## Prompt
Please print exactly the lines running from the one that contains "the tractor windshield" to the end of the data, with both lines included.

===== Data section

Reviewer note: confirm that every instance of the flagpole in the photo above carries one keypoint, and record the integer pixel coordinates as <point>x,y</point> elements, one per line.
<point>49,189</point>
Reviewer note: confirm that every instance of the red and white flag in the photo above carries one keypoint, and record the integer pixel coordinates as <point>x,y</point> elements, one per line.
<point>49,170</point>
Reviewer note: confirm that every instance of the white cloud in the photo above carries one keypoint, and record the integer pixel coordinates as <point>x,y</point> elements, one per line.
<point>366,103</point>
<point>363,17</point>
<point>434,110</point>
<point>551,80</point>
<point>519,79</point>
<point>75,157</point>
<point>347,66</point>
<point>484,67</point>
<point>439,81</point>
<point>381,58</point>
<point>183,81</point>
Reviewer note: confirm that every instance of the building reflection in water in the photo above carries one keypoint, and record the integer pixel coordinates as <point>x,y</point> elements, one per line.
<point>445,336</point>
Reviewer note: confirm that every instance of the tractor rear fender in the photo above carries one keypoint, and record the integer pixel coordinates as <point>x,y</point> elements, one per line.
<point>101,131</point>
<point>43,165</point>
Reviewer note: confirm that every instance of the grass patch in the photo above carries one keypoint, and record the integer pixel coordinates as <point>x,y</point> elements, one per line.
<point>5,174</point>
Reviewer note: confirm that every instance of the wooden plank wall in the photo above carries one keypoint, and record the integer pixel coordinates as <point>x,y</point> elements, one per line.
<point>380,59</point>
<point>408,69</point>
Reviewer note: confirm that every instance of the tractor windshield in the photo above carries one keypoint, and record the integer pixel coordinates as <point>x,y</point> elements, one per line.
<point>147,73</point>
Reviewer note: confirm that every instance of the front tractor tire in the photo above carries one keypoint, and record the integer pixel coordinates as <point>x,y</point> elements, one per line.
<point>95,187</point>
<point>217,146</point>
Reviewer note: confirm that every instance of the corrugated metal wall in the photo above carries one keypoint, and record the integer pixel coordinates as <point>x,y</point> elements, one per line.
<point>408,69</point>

==========

## Solution for this task
Reviewer note: confirm that every instance of the tractor windshield in the photo above carries one keypoint, and record the integer pixel coordinates as <point>x,y</point> elements, one per line.
<point>147,73</point>
Reviewer note: confirm that every instance of the front tractor tire in the photo above carries one keypoint, and record the integer pixel coordinates as <point>x,y</point> elements, one per line.
<point>95,187</point>
<point>217,146</point>
Reviewer note: confirm that every instance of the corrugated metal wall in the photo above carries one keypoint, and record the integer pixel coordinates as <point>x,y</point> elements, one per line.
<point>408,69</point>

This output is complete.